- RECORD SET:
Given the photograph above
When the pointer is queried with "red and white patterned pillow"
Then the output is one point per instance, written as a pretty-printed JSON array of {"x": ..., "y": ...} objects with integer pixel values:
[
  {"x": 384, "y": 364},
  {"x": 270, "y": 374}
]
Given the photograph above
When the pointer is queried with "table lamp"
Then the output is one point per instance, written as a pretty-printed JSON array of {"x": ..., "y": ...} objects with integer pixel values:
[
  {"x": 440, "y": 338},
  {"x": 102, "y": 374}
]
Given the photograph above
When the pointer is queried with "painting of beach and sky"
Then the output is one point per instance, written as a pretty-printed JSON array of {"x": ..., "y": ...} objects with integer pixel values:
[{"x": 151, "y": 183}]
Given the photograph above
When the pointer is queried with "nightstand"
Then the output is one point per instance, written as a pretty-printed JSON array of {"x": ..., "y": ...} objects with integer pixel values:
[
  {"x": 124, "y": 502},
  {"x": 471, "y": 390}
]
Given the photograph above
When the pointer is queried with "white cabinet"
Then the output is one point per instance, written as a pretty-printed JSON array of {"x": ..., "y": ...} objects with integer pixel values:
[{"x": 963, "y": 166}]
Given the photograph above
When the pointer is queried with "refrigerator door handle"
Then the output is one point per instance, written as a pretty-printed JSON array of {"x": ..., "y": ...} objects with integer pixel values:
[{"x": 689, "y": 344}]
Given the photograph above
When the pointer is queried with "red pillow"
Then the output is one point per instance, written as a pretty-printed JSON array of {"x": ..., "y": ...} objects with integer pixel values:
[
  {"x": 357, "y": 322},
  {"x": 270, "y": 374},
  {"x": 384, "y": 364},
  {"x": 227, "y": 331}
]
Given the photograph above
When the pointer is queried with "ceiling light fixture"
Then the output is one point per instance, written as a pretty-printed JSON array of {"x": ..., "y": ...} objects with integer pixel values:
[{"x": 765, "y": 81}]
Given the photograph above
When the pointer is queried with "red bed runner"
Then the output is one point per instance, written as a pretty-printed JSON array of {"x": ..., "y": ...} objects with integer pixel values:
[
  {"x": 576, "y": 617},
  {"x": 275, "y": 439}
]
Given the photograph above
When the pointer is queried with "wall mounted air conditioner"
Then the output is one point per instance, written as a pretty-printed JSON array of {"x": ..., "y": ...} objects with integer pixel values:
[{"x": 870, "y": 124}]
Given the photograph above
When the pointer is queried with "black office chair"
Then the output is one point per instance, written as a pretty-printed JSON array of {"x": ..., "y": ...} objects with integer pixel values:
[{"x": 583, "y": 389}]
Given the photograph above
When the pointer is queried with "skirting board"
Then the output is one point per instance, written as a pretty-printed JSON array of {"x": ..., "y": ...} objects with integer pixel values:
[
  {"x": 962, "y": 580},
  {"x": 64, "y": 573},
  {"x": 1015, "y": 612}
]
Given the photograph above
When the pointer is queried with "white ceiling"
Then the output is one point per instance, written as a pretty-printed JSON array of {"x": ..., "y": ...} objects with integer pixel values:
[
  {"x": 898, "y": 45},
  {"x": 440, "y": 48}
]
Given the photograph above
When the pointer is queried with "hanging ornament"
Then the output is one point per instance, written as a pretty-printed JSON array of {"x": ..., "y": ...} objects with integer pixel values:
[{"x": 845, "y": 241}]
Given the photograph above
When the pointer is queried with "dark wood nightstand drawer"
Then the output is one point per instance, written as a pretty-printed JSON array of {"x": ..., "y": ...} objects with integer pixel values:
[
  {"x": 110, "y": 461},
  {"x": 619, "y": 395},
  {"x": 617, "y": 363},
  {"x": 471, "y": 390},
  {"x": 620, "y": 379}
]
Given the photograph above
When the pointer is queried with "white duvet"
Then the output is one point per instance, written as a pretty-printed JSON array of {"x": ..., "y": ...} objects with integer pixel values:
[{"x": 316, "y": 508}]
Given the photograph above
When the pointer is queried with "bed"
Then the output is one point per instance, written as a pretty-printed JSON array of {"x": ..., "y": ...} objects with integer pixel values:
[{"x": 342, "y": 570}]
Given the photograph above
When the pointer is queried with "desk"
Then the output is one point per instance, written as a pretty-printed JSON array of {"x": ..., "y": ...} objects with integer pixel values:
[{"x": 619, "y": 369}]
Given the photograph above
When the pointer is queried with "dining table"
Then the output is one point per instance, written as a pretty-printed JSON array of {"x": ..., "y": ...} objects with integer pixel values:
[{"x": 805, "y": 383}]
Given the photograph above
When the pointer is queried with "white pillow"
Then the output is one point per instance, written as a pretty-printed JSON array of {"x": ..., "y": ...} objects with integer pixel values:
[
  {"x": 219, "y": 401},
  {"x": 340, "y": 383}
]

- WHAT NEEDS TO BE DONE:
Return what is listed above, exactly and completely.

- ANSWER TO THIS TASK:
Given the photograph above
When the pointer is queried with "red and white patterned pillow"
Then the output is one point per instance, written as a pretty-printed JSON array of {"x": ..., "y": ...} objects with integer pixel values:
[
  {"x": 384, "y": 364},
  {"x": 270, "y": 374}
]
Given the photograph above
When the pointer is queried with "table lamp"
Then the output is one point per instance, written as a pretty-printed JSON array of {"x": ..., "y": ...} objects with integer pixel values:
[
  {"x": 440, "y": 338},
  {"x": 102, "y": 374}
]
Given the photograph above
When the pointer is queried with "painting of beach and sky"
Then the output is one point per instance, written as a pretty-printed JSON array of {"x": ..., "y": ...} objects with integer pixel values:
[{"x": 151, "y": 183}]
Given the photograph above
When the pointer is queried with "nightstand"
Then the output is one point per instance, written as a pretty-printed JSON array of {"x": ..., "y": ...} objects with integer pixel values:
[
  {"x": 124, "y": 502},
  {"x": 471, "y": 390}
]
Given the photograph above
When the pointer is queried with "white cabinet"
Then the output is one point per instance, written as a pretty-printed JSON array of {"x": ..., "y": ...} objects with integer pixel values:
[{"x": 963, "y": 166}]
Given the photograph above
When the pointer is queried with "refrigerator door handle"
Then the output is one point per instance, written as a pretty-printed JSON array of {"x": ..., "y": ...} objects with integer pixel values:
[{"x": 689, "y": 344}]
Given the photograph above
When the pointer is queried with "red pillow"
Then the output is one point per instance, written as a pretty-printed JSON array of {"x": ..., "y": ...} objects with integer pixel values:
[
  {"x": 357, "y": 322},
  {"x": 270, "y": 374},
  {"x": 384, "y": 364},
  {"x": 227, "y": 331}
]
Given the photograph above
When the pointer is queried with "ceiling light fixture"
Then the output is one point per instance, written as a pretty-printed JSON array of {"x": ..., "y": ...} objects with integer pixel values:
[{"x": 765, "y": 81}]
Given the photograph above
When the pointer is queried with "red bed runner"
Then the output is one point per instance, written as a pretty-printed JSON array of {"x": ..., "y": ...} objects with integer pixel values:
[
  {"x": 576, "y": 617},
  {"x": 275, "y": 439}
]
Given the photograph above
When the pointer is queried with "wall mounted air conditioner"
Then the output is one point per instance, written as a pretty-printed JSON array of {"x": ..., "y": ...} objects with integer pixel values:
[{"x": 870, "y": 124}]
Given the photograph above
When the pointer is queried with "black office chair"
Then the output is one point per instance, written as a pretty-printed JSON array of {"x": ..., "y": ...} objects with integer pixel values:
[{"x": 583, "y": 389}]
Given the photograph above
When the pointer is queried with "skirting board"
Then the output is one point per instance, written as a pretty-printed JSON array of {"x": ..., "y": ...} objects with integer pixel values:
[
  {"x": 962, "y": 580},
  {"x": 64, "y": 573},
  {"x": 1015, "y": 612}
]
Given the photograph above
When the pointer is queried with "white ceiling"
Then the output is one point per instance, written as a pretty-printed JSON array of {"x": ..., "y": ...} objects with integer pixel values:
[
  {"x": 898, "y": 45},
  {"x": 440, "y": 48}
]
Given the photograph above
When the pointer is queried with "hanging ornament"
Then the output is one point per instance, written as a pretty-printed JSON array of {"x": ..., "y": ...} objects with integer pixel values:
[{"x": 845, "y": 241}]
Given the photograph above
When the pointer is queried with "dark wood nightstand drawer"
Then the output is one point per instance, written as a pretty-printed JSON array of {"x": ..., "y": ...} objects with integer pixel values:
[
  {"x": 110, "y": 461},
  {"x": 619, "y": 395},
  {"x": 617, "y": 363},
  {"x": 471, "y": 390},
  {"x": 620, "y": 379}
]
Given the photograph above
When the pointer is queried with "white duvet"
Then the output is one point per instance, written as a pretty-printed JSON array of {"x": ..., "y": ...} objects with integer pixel values:
[{"x": 316, "y": 508}]
Given the photograph above
When the pointer is queried with "bed"
Then the output is one point per instance, written as a pretty-printed JSON array of {"x": ..., "y": ...} objects with integer pixel values:
[{"x": 342, "y": 570}]
Given the photograph above
When the pointer is queried with "desk"
Then the output is one point per instance, written as a pretty-printed JSON array of {"x": ..., "y": ...} objects with integer pixel values:
[{"x": 619, "y": 369}]
Given the photograph above
When the pointer is queried with "dining table"
Then the output is one point per instance, written as a pretty-printed JSON array of {"x": ..., "y": ...} objects with integer pixel values:
[{"x": 805, "y": 383}]
Given the photograph above
When the pointer is queried with "white pillow"
Then the output is one point per instance, written as a pretty-printed JSON array of {"x": ..., "y": ...} objects with integer pixel values:
[
  {"x": 219, "y": 401},
  {"x": 340, "y": 383}
]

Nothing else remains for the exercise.